[Source passage — start]

Slovenian painter and illustrator (1913–1967)

Marij Pregelj (8 August 1913 – 18 March 1967) was a Slovene painter, considered one of the key figures in Slovene painting in the second half of the 20th century.

Pregelj was born in Kranj in 1913 and was the son of the Slovene writer and playwright Ivan Pregelj. He studied art at the Zagreb Academy of Fine Arts from 1932 to 1936. He was known for his oil paintings, mostly landscapes, still lifes, and portraits, and also for his illustrations, most notably those for the 1950 and 1951 editions of Anton Sovre's translation of Homer's Iliad and Odyssey. He won the Levstik Award for his illustrations three times: in 1949 for his illustrations for France Bevk's collection of stories Otroška leta (My Childhood Years), in 1957 for Jack London's White Fang (Slovene title: Beli očnjak), and in 1959 for Hemingway's The Old Man and the Sea (Slovene title: Starec in morje). He taught painting to Aleksa Ivanc Olivieri.

He won the Prešeren Award twice, in 1958 for his mosaic at the Worker's Union building in Trbovlje and in 1964 for an exhibition of his paintings in the Museum of Modern Art in Ljubljana the previous year. In 1969 he was also the first recipient of the Jakopič Award for painting.

From December 2017 to May 2018, a retrospective exhibition of Pregelj's oeuvre was held at the Museum of Modern Art in Ljubljana.

[Source passage — finish]

**Exercises to complete**
1 – According to the passage on Marij Pregelj, where did he study art?
2 – Condense the paragraph beginning "Pregelj was born in Kranj" from the passage on Marij Pregelj into a bulleted list that keeps its main facts.
3 – Copy the passage on Marij Pregelj word for word, from "Marij Pregelj (8" to "the 20th century.".

[Records shown — start]

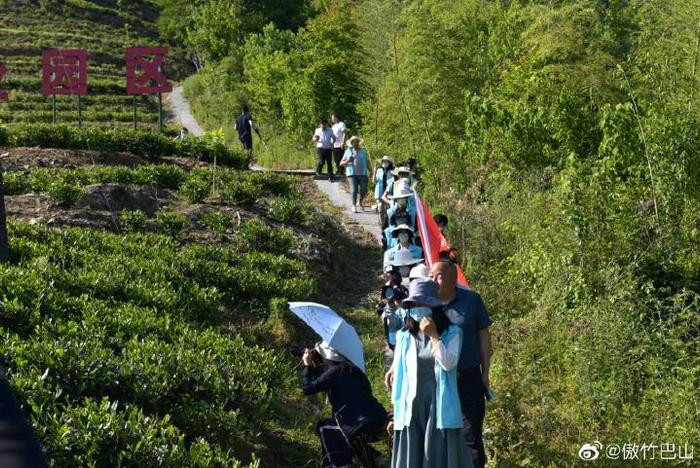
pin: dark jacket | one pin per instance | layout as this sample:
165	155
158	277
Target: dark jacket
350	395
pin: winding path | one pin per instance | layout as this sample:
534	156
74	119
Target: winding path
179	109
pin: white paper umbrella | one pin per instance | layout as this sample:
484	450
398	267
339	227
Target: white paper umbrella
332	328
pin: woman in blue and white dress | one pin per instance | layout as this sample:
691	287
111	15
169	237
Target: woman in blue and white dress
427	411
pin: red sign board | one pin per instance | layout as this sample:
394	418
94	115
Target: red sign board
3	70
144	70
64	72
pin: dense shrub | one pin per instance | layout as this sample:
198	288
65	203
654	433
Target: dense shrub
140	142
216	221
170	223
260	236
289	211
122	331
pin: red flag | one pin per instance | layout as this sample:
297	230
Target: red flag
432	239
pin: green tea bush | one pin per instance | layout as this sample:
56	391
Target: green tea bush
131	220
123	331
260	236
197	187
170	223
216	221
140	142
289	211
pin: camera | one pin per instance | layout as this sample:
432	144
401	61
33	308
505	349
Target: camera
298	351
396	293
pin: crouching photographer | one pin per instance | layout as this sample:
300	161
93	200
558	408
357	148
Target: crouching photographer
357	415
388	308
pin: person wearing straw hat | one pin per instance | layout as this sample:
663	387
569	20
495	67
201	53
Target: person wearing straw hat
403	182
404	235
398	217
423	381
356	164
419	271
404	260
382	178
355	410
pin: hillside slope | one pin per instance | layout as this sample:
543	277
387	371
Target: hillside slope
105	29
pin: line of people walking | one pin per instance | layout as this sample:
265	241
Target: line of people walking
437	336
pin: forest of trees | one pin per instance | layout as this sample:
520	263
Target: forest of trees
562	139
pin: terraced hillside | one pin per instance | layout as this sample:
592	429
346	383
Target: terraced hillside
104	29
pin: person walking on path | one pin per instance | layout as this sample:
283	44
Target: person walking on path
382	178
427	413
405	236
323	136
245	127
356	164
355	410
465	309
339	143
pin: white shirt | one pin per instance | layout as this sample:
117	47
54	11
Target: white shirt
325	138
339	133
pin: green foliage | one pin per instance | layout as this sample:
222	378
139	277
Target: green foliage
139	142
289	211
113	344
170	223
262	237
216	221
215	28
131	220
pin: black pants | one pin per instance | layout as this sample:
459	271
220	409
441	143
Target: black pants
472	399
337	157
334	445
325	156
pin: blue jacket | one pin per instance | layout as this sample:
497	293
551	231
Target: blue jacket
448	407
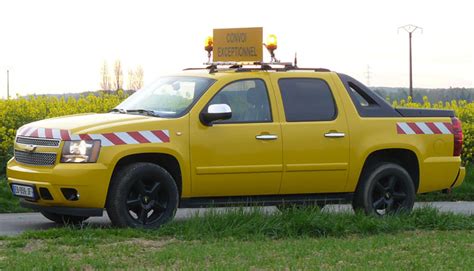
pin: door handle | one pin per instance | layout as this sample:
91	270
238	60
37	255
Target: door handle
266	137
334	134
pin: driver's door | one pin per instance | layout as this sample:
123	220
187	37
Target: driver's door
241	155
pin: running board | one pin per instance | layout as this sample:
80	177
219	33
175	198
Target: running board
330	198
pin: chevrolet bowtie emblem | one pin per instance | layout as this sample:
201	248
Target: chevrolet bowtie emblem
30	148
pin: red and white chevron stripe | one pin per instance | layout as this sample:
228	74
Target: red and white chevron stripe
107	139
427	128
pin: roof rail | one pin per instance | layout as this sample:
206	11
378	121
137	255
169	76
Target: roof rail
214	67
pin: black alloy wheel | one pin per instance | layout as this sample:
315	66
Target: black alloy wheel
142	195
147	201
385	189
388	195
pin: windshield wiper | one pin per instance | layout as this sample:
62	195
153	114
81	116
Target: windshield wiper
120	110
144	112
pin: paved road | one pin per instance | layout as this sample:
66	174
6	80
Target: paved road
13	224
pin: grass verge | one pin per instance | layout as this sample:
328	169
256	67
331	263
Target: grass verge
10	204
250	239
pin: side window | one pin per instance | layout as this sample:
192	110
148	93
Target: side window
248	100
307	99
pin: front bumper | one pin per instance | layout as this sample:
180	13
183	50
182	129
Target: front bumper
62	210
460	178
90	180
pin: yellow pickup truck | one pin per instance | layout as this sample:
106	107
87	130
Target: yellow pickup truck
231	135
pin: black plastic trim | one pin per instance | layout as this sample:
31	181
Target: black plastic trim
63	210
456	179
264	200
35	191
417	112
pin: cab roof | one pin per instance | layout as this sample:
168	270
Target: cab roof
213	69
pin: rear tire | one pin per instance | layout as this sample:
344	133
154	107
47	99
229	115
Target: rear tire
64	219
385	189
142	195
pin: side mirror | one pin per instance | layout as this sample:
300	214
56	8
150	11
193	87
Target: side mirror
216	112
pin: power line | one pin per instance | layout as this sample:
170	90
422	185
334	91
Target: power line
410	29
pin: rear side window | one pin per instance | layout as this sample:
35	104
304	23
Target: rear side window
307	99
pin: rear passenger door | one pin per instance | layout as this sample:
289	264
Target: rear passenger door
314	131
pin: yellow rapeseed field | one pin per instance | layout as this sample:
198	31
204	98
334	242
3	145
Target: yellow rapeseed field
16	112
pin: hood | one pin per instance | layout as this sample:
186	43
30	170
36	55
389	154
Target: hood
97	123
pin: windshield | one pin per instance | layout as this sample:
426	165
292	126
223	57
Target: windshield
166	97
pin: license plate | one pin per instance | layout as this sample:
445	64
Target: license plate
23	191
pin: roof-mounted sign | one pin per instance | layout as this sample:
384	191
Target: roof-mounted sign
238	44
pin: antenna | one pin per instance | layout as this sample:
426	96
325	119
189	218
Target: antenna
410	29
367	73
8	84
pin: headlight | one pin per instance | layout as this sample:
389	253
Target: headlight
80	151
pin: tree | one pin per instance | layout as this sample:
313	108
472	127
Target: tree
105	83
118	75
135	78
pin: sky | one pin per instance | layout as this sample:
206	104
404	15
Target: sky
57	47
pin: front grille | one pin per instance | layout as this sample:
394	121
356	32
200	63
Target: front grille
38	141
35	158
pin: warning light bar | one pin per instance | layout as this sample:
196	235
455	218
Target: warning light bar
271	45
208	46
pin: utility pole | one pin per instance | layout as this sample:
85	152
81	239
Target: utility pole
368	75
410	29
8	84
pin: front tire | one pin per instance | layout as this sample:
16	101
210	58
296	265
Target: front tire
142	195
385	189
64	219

[Records shown — finish]

**Solutions by task**
1 – He studied at the Zagreb Academy of Fine Arts, from 1932 to 1936.

2 –
- Born in Kranj in 1913, son of the Slovene writer and playwright Ivan Pregelj
- Studied art at the Zagreb Academy of Fine Arts, 1932–1936
- Known for oil paintings, mostly landscapes, still lifes, and portraits
- Known for illustrations, most notably for the 1950 and 1951 editions of Anton Sovre's translation of Homer's Iliad and Odyssey
- Won the Levstik Award three times for illustrations: 1949 (France Bevk's Otroška leta), 1957 (Jack London's White Fang), and 1959 (Hemingway's The Old Man and the Sea)
- Taught painting to Aleksa Ivanc Olivieri

3 –
Marij Pregelj (8 August 1913 – 18 March 1967) was a Slovene painter, considered one of the key figures in Slovene painting in the second half of the 20th century.